Collection entries:

* * * * * * *

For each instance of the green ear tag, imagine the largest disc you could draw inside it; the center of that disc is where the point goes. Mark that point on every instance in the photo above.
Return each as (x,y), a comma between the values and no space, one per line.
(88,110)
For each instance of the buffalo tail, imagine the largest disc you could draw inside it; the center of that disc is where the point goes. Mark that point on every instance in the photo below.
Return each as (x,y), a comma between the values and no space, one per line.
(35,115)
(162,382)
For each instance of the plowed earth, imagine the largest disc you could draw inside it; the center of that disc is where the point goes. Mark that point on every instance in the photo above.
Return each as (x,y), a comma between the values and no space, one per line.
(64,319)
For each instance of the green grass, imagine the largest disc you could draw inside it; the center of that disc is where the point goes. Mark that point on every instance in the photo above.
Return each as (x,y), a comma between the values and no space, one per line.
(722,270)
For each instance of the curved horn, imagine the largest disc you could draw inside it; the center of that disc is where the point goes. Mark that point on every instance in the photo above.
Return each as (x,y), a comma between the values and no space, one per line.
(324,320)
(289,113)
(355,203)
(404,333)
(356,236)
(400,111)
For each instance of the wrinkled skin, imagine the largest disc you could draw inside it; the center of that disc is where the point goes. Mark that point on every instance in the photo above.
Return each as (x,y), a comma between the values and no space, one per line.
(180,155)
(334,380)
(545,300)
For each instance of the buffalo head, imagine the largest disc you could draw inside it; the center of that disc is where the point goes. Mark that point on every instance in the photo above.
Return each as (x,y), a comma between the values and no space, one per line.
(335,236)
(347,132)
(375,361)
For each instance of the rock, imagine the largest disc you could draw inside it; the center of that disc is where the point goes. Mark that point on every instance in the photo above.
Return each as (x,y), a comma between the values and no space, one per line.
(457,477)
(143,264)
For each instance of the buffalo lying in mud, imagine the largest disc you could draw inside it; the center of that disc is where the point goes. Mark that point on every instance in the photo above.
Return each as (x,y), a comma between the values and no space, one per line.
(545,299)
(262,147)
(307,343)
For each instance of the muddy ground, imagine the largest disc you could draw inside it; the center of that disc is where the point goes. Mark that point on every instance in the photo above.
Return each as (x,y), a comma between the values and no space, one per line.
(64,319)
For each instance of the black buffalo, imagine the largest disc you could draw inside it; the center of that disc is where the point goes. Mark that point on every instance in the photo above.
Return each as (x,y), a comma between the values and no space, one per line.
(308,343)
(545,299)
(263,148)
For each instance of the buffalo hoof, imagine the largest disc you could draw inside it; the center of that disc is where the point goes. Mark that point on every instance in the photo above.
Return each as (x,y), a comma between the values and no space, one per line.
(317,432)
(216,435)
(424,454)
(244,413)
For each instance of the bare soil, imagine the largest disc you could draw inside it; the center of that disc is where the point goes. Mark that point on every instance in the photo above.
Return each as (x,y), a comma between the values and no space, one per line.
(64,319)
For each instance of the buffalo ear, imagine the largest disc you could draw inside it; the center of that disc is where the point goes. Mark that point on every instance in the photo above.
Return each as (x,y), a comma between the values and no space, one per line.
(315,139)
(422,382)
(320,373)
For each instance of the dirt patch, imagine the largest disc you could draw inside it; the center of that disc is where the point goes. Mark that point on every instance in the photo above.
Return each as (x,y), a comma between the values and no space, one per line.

* * * * * * *

## Work required
Copy every entry above word for word, keeping the original order and line breaks.

## Written response
For each instance of the green ear tag, imagine the largest disc you could draw inside it; the center of that disc is where the point goes. Mark that point on every instance in the photo above.
Return each as (x,y), a comma between the values and no space, one per line.
(88,110)
For each instance of the buffalo tail, imagine the largest disc you could draw inside it; the center of that disc is where the point goes. Mark that point on every instance in the photo below.
Return each as (x,y), a comma between the values and no space, one per line.
(35,115)
(162,382)
For each instance of the plowed earth, imagine the largest disc you could draw inside it; the center of that disc is where the point goes. Mark that point on every instance in the photo above.
Return each as (x,y), a comma between the values and no space, one per line.
(64,319)
For each instance of the green grass, imagine the largest disc you could draw inside it; the center of that disc is where the point goes. Mark that point on every instance in the photo above.
Return each as (x,y), a comma between the values and no space, one per line.
(722,270)
For each instance of the curved horn, imagine the largest disc you could draw inside it; the center of that disc is where the point goes. Mark that point on every instance in the photo above.
Return each as (x,y), a comma between the values and no space, one per line.
(324,320)
(289,113)
(355,203)
(404,333)
(356,236)
(400,111)
For each instance of the wrinkled skin, imagine the largest disc you could draw inside it; the center of that disc is where the point goes. Mark that point on every instance in the photo above.
Return each as (x,y), a comma between the values and no space, one per line.
(180,155)
(334,380)
(545,300)
For each instance of the buffalo head, imagine the largest disc you could draw inside it; the center of that disc is where the point goes. Mark that point on every instance in the photo above.
Return each as (x,y), a comma between the values and no space, one per line.
(335,236)
(347,132)
(375,361)
For each instance of the rock, imagine the largest disc you could draw inside it; the center of that disc is where the point goes. Mark that point on every instance in the photo above.
Return each as (x,y), a comma between the values and no space, one per line.
(457,477)
(143,264)
For each instance of the buffalo lying in mud, imagine the largest disc you could draw inside it; the center of that disc is where the point goes. Mark that point on every instance in the photo above.
Return each as (x,y), a comma between the values and no space, one per line.
(545,299)
(262,147)
(307,343)
For each instance of the muddy ground, imagine the largest disc you could draw inside it; the center of that disc is where the point goes. Mark that point on every instance in the photo above.
Return each as (x,y), a comma between the values and no space, one per line.
(64,319)
For each instance of the black buffalo, imagine the largest disc you could draw inside it; the center of that disc is where the point goes. Mark that point on every instance in the photo above.
Return each as (x,y), a comma between the values and no space, one per line.
(308,343)
(545,299)
(263,148)
For each instance of the buffalo hoof, imagine the largest disc you could draw inside it; the center of that disc is where the point goes. Mark that point on every instance in the photo above.
Return each as (x,y), a comma between the values and no space, one per line.
(317,432)
(216,435)
(424,454)
(244,413)
For each instance of the bare soil, imagine the largest disc you could draw inside it; the center of that disc is where the point goes. Mark that point on every instance in the photo above.
Return each as (x,y), a comma between the values and no space, one per line.
(64,319)
For each instance of the buffalo ear, imagine the largest disc you could draw inside it; the center of that disc is where the point goes. Mark that point on every instance in the photo above.
Return each as (x,y), a comma between the values and no space, one per line.
(315,139)
(422,382)
(320,373)
For each instance of the dirt patch, imagine the largest disc you could draw inside it; the center of that disc is where the point goes. Mark that point on every instance in the photo above.
Return each as (x,y), a comma between the values and no space, one per line.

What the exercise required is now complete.